TEXT SHOWN —
┄┄┄┄┄┄

The private care sector has been ravaged by coronavirus outbreaks and huge numbers of deaths.
As a result, there's been a surge in the number of people seeking care in their own properties, as an alternative to going into a communal home.
A Leeds health scrutiny meeting was told on Tuesday that dwindling numbers of residents means that around a fifth of local care homes aren't taking enough cash to keep going long-term.
Those specialising in dementia care have been particularly badly affected.
Leeds City Council's director of adults and health, Cath Roff, said: "Before Covid, the average occupancy of care homes in Leeds was about 83 per cent, which is a bit on the low side.
"When we looked at it the other week, the figures we had suggested that there were now about 30 homes that were below a viable occupancy level for their long-term future.
"About half of those homes were specialised in supporting people with dementia, which doesn't surprise me.

┄┄┄┄┄┄

Point localization data
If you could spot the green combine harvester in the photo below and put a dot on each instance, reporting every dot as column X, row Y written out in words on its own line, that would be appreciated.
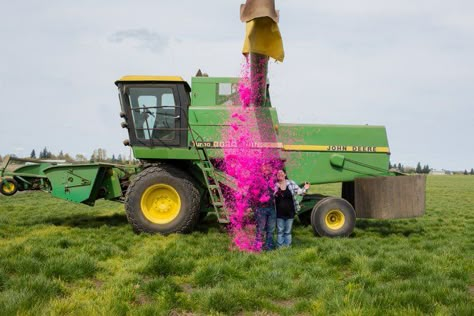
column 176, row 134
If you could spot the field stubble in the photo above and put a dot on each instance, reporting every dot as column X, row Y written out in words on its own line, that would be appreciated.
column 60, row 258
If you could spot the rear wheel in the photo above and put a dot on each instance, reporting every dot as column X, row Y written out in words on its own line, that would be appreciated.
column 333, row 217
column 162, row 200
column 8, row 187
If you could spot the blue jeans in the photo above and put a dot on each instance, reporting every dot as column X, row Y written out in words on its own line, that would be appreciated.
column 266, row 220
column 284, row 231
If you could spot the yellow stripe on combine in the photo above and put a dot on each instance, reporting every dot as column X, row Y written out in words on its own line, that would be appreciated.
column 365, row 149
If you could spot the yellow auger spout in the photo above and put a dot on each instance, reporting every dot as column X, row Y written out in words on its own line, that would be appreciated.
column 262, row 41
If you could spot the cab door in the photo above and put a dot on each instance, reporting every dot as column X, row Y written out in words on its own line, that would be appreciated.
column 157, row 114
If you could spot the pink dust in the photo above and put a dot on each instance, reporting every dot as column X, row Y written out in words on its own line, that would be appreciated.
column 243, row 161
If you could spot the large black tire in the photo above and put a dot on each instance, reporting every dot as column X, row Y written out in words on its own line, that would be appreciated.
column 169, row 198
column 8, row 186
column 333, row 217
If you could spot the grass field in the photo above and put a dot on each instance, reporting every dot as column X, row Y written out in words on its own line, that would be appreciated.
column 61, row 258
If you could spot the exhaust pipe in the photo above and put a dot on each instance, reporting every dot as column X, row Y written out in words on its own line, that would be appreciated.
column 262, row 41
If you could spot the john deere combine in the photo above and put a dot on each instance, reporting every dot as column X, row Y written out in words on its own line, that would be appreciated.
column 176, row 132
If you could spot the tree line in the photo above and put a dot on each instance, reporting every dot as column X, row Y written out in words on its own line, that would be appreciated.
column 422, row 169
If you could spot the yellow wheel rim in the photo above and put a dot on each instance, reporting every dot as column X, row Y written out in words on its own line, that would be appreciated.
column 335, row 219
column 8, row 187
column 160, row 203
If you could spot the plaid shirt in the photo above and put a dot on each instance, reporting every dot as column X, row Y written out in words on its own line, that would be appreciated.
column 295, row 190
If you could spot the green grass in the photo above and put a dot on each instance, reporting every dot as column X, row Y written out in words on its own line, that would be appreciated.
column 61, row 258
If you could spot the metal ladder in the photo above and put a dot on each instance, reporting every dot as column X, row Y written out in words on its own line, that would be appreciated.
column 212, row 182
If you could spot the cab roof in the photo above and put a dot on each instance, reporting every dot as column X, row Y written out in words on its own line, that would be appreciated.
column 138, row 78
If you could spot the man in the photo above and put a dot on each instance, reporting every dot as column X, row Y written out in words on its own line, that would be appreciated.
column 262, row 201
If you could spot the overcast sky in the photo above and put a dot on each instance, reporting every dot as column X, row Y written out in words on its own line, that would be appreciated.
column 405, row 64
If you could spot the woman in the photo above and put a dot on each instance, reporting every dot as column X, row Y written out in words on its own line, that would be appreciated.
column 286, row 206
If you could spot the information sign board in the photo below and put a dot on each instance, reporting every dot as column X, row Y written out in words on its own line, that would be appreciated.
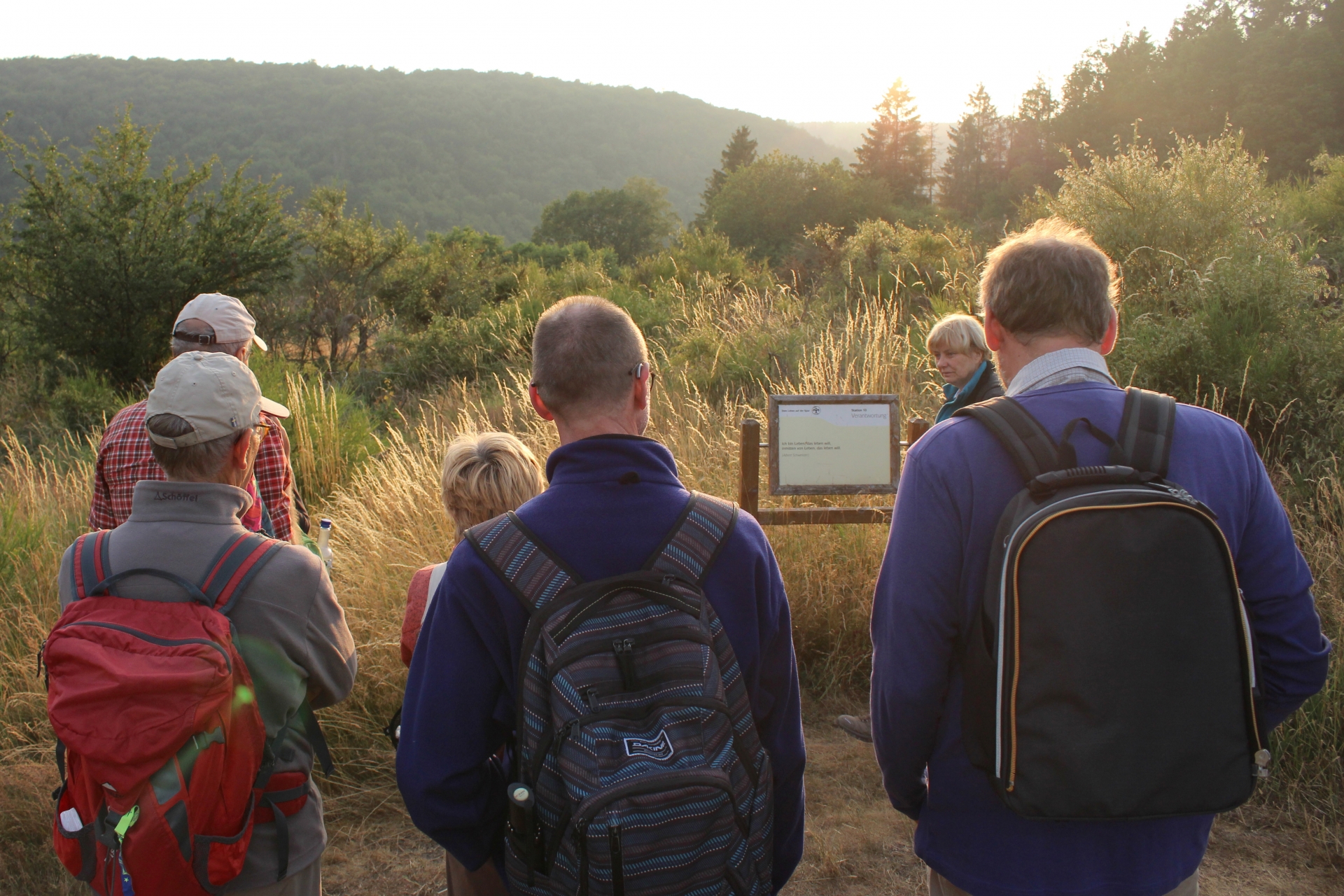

┄┄┄┄┄┄

EXERCISE INSTRUCTIONS —
1. According to the Leeds care homes text, what was the average occupancy of care homes in Leeds before Covid?
2. Say whether each statement agrees with the Leeds care homes text, giving yes or no and quoting the deciding words.
(a) Around a fifth of local care homes are not taking enough cash to keep going long-term.
(b) Care homes specializing in dementia care have been less affected than others.
(c) The Leeds health scrutiny meeting heard this information on a Monday.
3. Continue the Leeds care homes text from its last sentence.

RESPONSES PER TASK —
1. About 83 per cent.

2.
(a) Yes: "around a fifth of local care homes aren't taking enough cash to keep going long-term"
(b) No: "Those specialising in dementia care have been particularly badly affected."
(c) No: "A Leeds health scrutiny meeting was told on Tuesday"

3.
"It's very difficult in those homes to manage infection in the same way, because it's very hard to stop patients moving about and touching their face.
"So they have been adversely impacted."
Ms Roff said that a lack of funding for homes is a significant part of the problem.
She added: "What we do have to do is make the case to national government that the Covid-related grants just aren't sufficient for us to provide what's needed to support the care home sector."
Labour councillor Paul Truswell described the situation as "frightening".
He added: "Adult social care was in a major crisis before Covid added to it.
"The idea we've got 30 homes that are not viable, or may not continue to be viable, is pretty terrifying."